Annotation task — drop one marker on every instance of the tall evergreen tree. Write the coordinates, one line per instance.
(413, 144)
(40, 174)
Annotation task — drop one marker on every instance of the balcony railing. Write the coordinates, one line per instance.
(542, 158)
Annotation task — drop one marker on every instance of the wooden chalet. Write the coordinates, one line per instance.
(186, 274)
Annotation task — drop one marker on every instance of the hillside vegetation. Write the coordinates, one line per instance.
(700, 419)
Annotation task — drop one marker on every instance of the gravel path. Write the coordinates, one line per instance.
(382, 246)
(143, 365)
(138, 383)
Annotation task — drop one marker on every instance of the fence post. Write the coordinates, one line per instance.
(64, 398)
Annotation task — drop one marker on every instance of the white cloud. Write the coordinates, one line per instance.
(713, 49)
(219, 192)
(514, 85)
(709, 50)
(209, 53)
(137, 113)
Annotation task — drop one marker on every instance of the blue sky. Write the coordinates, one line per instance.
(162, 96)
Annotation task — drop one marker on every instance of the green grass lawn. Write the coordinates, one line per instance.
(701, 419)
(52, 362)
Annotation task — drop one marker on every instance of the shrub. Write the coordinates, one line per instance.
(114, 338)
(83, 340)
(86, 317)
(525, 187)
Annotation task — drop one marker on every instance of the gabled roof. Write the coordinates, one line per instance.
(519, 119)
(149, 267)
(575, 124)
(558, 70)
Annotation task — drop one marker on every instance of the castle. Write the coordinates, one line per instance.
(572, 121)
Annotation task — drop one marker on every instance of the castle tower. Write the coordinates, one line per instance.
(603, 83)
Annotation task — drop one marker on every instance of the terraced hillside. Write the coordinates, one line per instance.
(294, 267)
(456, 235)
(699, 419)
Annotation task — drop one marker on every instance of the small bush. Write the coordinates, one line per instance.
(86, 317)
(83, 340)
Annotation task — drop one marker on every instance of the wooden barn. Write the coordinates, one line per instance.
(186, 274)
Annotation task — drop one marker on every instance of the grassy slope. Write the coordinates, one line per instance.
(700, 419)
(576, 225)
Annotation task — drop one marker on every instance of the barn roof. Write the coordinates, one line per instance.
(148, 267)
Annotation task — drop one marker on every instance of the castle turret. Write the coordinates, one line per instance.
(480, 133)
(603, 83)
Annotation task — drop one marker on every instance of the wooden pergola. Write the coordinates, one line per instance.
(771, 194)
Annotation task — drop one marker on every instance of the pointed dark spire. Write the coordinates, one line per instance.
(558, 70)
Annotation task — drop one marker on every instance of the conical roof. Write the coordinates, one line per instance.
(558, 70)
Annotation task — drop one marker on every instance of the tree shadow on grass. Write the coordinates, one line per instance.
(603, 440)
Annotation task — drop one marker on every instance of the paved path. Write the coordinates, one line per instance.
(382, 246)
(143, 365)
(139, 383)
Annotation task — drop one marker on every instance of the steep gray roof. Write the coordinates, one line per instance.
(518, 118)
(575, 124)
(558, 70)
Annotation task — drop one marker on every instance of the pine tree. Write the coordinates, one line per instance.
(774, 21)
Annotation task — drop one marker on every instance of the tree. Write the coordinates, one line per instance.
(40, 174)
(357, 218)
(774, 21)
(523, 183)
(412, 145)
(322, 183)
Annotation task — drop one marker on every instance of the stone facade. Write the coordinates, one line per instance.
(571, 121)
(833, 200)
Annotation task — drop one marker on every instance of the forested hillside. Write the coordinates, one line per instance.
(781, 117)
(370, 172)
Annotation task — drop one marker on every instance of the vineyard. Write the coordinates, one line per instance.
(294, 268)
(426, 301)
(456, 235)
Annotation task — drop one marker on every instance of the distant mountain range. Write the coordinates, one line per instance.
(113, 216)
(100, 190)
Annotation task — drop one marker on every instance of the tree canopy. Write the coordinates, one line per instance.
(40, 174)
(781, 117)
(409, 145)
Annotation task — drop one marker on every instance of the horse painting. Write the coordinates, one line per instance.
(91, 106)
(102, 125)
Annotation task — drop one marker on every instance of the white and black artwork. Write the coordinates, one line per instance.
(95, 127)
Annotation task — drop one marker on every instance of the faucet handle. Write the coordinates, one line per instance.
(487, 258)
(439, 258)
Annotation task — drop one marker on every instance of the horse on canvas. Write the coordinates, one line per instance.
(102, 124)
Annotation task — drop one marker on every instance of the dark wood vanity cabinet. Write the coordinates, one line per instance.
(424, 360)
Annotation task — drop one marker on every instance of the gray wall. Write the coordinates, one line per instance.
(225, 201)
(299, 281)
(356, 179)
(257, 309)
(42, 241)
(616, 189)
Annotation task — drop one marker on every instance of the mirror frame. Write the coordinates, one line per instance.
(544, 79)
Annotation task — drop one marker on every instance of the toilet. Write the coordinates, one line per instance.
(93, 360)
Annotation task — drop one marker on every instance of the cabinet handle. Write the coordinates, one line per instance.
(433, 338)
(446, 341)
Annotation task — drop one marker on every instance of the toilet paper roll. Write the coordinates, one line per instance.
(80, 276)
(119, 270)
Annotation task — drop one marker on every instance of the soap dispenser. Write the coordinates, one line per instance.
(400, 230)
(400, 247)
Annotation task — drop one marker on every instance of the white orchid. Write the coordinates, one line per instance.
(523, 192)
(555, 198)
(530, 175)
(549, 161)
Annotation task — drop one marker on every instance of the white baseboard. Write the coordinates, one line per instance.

THE TASK:
Without omission, retype the full listing shown above.

ANSWER TO THIS EXERCISE:
Annotation task — drop one marker on every instance of the tall evergreen tree. Write the coordinates, one line per instance.
(413, 144)
(40, 174)
Annotation task — drop one marker on every instance of the balcony railing. Write the coordinates, one line per instance.
(542, 158)
Annotation task — drop one marker on every instance of the wooden chalet. Write the coordinates, one line per instance.
(186, 274)
Annotation task — drop one marker on every instance of the hillside vegetation. Write the coordinates, one line per instance.
(700, 419)
Annotation task — drop one marker on every instance of the gravel path. Write the coordinates, one line per instance.
(382, 246)
(143, 365)
(138, 383)
Annotation task — drop one marker on every instance of the fence post. Write the coordinates, one line per instance.
(64, 398)
Annotation task — drop one marker on every instance of the white cloud. Write the coordinates, one line per instance.
(713, 49)
(219, 192)
(514, 85)
(709, 50)
(209, 53)
(137, 113)
Annotation task — drop one marker on every instance of the blue sky. Write the coordinates, one line per instance.
(162, 96)
Annotation task — drop one marker on every instance of the green grass lawn. Write the coordinates, one line per instance.
(701, 419)
(52, 362)
Annotation task — drop one marker on every instance of the shrub. Write the coordinates, one line per instance.
(114, 338)
(83, 340)
(86, 317)
(525, 187)
Annotation task — drop one marker on every instance of the gabled roof. Write the coordinates, one line per instance.
(519, 119)
(149, 267)
(575, 124)
(558, 70)
Annotation task — drop one marker on every instance of the castle. Write the coordinates, one line per instance.
(572, 121)
Annotation task — drop one marker on every instance of the castle tower. Write the coordinates, one line per instance.
(603, 83)
Annotation task — drop one marker on every instance of the terraced hillside. Write the coordinates, one line per instance.
(294, 267)
(456, 235)
(699, 419)
Annotation task — drop one marker on every instance of the small bush. Write the coordinates, one line per instance.
(86, 317)
(83, 340)
Annotation task — drop one marker on every instance of the wooden barn. Write the coordinates, one line per instance.
(186, 274)
Annotation task — drop one marker on every instance of the grassy slope. Write the coordinates, one line per instance.
(700, 419)
(576, 225)
Annotation task — drop one marker on every instance of the barn roof. Write the coordinates, one line per instance.
(148, 267)
Annotation task — drop one marker on every instance of the castle turret. Write the coordinates, one line per instance.
(480, 133)
(603, 83)
Annotation task — drop one marker on every instance of the wooden pergola. Write the coordinates, one line per instance.
(771, 194)
Annotation task — drop one marker on every instance of the pointed dark spire. Write the coordinates, one line per instance.
(558, 70)
Annotation task — drop one marker on every instance of the conical roof. Write the coordinates, one line per instance.
(558, 70)
Annotation task — drop one marker on every instance of the tree shadow on grass. Write the coordinates, one line per instance.
(603, 440)
Annotation task — drop one marker on every instance of the paved path. Write the coordinates, one line per instance.
(382, 246)
(143, 365)
(139, 383)
Annotation task — drop one marker on every instance of the steep gray roof. Write the coordinates, one line per instance.
(518, 118)
(575, 124)
(558, 70)
Annotation task — drop one marker on every instance of the pine tree. Write the coordinates, one line per instance.
(774, 21)
Annotation task — drop one marker on every instance of the tree. Write the coordinates, one line per instance.
(40, 174)
(357, 218)
(774, 21)
(523, 183)
(412, 145)
(322, 183)
Annotation task — drop one marker on every instance of the stone facade. Write the coordinates, one line per instance.
(571, 121)
(833, 200)
Annotation task — drop one marker on every instance of the forested hillside. Write the coordinates, one line per instance.
(781, 117)
(370, 172)
Annotation task — drop one marker on every instance of the vineyard. Write the coordinates, one line per instance.
(294, 268)
(426, 301)
(456, 235)
Annotation task — drop one marker on every instance of the distant mountain range. Write the coordinates, one line per instance.
(113, 216)
(100, 190)
Annotation task — drop one marker on every instance of the tree canopy. Write the coordinates, one line per instance.
(40, 174)
(781, 117)
(409, 145)
Annotation task — drop one marker on every instance of the horse painting. Write the coordinates, one line per instance.
(91, 106)
(102, 125)
Annotation task — drop one marker on every instance of the white and black artwork. Write the coordinates, one line per instance.
(95, 127)
Annotation task — drop one marker on every instance of the faucet handle. Write the coordinates, one line per instance.
(487, 258)
(439, 258)
Annotation task — drop one marker on every instance of the horse on canvas. Write the coordinates, one line per instance.
(102, 124)
Annotation task — drop one marker on every instance of the dark wood vanity cabinet. Write the coordinates, one line per instance.
(424, 360)
Annotation task — drop one marker on every instance of the gray wall. Write the coordinates, one line per instance.
(225, 201)
(299, 281)
(356, 179)
(257, 309)
(42, 241)
(616, 189)
Annotation task — drop one marker on every instance of the mirror frame. Write the coordinates, one line per instance.
(544, 79)
Annotation task — drop one marker on every instance of the toilet. Write the coordinates, one line per instance.
(93, 360)
Annotation task — drop one marker on every instance of the cabinet handle. Write the coordinates, one line per instance.
(433, 338)
(446, 341)
Annotation task — drop one marker on every instance of the toilet paper roll. Write the coordinates, one line per instance.
(80, 276)
(119, 270)
Annotation task — drop one marker on every instance of the soap dispenser. Write the coordinates, one line per instance.
(400, 230)
(400, 247)
Annotation task — drop one marker on every instance of the white orchid. Write the coordinates, one line per instance.
(523, 192)
(555, 198)
(530, 175)
(549, 161)
Annotation task — drop one marker on every instance of the white baseboard. Write the coordinates, one line per instance.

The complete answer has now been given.